→ What you need to do
Reproduce exactly the lines from the line containing "Trace the outline of every instance of the nose." through the end of the records below, including both ends, and nothing else.

→ Material provided
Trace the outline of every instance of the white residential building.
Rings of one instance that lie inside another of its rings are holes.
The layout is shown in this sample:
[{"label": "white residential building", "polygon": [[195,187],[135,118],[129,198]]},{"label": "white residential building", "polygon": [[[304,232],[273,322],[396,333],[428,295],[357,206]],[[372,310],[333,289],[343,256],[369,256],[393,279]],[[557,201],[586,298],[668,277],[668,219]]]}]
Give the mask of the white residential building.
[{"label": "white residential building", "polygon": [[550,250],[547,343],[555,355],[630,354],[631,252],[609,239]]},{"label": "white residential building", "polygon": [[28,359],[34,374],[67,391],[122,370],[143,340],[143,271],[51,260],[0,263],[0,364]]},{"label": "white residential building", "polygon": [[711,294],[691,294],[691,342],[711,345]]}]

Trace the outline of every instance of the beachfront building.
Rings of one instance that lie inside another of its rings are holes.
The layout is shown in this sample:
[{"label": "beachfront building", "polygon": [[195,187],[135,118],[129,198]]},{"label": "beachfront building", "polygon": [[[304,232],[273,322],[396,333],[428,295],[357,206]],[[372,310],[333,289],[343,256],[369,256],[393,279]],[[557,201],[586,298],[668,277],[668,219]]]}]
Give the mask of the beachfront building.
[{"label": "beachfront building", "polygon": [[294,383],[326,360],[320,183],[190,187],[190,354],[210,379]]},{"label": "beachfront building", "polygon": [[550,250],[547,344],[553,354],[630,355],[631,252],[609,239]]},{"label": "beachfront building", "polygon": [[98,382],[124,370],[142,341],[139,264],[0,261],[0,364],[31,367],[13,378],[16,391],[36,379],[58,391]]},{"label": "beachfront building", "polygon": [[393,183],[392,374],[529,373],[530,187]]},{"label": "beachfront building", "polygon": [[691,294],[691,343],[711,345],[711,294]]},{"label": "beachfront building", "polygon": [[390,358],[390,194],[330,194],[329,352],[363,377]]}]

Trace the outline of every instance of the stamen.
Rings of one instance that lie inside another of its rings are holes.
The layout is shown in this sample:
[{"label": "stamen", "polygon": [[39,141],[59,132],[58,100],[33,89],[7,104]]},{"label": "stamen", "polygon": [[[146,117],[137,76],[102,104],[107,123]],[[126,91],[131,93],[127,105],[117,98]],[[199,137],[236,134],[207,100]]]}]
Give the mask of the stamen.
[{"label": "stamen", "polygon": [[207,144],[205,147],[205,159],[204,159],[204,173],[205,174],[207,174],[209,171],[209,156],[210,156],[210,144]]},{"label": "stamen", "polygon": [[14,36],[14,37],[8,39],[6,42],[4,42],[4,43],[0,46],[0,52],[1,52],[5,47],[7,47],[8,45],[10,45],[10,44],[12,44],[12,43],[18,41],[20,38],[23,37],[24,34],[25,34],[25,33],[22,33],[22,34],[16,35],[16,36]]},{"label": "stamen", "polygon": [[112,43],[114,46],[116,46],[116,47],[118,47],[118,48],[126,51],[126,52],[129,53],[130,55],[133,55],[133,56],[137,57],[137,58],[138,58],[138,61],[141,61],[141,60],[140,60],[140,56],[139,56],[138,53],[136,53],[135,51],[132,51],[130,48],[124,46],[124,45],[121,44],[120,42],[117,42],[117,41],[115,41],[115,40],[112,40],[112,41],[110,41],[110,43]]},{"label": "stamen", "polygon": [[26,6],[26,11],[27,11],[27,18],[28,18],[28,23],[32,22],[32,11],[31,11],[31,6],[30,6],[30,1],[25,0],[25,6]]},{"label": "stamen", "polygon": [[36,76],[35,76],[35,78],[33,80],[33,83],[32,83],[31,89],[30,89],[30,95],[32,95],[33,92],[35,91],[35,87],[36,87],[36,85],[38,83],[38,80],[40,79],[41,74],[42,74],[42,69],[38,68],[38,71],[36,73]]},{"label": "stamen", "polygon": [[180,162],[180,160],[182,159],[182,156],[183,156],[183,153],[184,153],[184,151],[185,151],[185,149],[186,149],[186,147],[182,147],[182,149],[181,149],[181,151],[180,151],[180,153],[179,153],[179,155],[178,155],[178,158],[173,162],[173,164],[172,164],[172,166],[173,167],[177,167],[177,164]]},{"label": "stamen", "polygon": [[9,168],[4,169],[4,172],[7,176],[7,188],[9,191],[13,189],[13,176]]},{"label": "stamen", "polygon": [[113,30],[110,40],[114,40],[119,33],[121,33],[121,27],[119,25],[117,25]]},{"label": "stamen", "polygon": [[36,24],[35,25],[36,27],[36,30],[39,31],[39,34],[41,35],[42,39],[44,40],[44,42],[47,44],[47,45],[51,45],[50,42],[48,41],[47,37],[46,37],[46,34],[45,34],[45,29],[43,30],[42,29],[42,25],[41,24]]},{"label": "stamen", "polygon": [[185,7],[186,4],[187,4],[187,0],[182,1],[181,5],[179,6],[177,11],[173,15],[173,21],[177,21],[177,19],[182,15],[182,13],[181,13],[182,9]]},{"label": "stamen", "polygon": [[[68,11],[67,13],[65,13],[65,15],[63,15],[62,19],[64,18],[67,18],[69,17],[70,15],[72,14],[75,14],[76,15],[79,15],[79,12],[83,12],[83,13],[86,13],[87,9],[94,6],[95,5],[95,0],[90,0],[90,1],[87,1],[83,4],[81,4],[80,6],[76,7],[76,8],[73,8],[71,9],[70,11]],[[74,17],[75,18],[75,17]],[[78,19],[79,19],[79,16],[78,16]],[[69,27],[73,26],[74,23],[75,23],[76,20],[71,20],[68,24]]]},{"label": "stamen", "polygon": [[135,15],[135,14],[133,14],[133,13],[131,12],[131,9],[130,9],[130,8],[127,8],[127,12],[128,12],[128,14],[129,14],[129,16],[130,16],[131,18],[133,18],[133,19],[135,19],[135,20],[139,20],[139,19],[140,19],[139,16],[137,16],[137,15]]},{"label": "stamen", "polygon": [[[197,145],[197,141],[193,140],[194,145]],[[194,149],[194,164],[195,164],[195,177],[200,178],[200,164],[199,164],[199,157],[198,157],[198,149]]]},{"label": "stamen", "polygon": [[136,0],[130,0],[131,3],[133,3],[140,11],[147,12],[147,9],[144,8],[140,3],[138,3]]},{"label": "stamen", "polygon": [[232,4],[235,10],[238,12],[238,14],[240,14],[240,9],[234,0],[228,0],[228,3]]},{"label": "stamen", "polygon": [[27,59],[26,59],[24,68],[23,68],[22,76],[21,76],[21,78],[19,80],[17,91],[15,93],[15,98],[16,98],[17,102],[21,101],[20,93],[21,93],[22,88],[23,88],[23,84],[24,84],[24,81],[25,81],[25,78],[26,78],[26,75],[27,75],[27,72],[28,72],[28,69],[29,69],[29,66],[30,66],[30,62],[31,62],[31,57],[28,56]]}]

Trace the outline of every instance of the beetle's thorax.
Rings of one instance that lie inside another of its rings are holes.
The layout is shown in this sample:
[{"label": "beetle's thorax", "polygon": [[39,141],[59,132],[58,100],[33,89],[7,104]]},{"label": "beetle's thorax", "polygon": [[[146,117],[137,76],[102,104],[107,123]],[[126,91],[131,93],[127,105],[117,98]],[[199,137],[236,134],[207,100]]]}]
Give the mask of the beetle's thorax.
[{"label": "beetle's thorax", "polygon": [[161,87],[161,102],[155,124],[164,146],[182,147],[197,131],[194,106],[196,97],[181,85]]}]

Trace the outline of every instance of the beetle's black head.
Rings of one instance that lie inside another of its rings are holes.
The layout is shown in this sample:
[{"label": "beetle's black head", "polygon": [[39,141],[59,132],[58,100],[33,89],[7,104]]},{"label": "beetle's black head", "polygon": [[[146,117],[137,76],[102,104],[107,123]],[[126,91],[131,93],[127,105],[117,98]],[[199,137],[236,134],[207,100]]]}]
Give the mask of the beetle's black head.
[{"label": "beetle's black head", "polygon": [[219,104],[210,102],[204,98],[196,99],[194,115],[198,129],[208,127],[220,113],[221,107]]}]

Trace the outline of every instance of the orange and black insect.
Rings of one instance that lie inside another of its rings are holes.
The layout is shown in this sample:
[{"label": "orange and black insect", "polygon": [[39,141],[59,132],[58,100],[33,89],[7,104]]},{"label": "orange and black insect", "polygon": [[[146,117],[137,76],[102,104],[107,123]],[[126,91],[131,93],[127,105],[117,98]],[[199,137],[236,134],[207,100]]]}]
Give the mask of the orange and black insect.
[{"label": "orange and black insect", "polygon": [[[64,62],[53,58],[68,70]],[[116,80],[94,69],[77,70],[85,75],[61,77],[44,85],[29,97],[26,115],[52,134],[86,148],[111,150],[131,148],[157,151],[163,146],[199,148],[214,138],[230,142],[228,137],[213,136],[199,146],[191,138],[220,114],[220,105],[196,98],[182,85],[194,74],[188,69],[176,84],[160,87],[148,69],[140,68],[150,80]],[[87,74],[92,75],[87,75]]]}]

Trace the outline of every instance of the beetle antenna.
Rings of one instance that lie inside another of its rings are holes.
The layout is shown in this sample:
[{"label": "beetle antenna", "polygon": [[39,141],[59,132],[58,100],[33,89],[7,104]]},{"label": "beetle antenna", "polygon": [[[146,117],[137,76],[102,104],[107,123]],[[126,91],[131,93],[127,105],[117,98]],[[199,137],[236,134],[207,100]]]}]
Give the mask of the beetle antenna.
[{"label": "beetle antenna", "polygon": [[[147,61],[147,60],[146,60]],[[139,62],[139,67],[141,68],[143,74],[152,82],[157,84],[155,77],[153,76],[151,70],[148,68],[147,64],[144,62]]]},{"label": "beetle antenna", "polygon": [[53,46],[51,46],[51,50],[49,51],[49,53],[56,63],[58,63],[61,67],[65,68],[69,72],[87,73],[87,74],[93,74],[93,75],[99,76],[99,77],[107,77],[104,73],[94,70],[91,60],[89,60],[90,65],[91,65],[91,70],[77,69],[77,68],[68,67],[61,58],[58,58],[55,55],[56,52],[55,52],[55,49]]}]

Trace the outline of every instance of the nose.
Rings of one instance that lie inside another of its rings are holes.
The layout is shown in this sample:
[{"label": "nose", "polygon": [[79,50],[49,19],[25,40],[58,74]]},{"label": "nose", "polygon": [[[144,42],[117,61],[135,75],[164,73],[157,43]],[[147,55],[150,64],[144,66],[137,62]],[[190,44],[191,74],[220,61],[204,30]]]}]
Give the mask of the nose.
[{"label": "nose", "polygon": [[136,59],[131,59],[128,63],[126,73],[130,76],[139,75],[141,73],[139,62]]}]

→ In response
Trace the outline of every instance of the nose.
Rings of one instance that lie inside another of its rings are holes.
The layout is shown in this sample:
[{"label": "nose", "polygon": [[79,50],[49,19],[25,40],[58,74]]},{"label": "nose", "polygon": [[[144,42],[117,61],[135,75],[164,73],[157,43]],[[147,55],[150,64],[144,66],[137,62]],[[190,44],[191,74],[220,61],[204,30]]]}]
Give the mask of the nose.
[{"label": "nose", "polygon": [[136,59],[131,59],[128,63],[126,73],[130,76],[139,75],[141,73],[139,62]]}]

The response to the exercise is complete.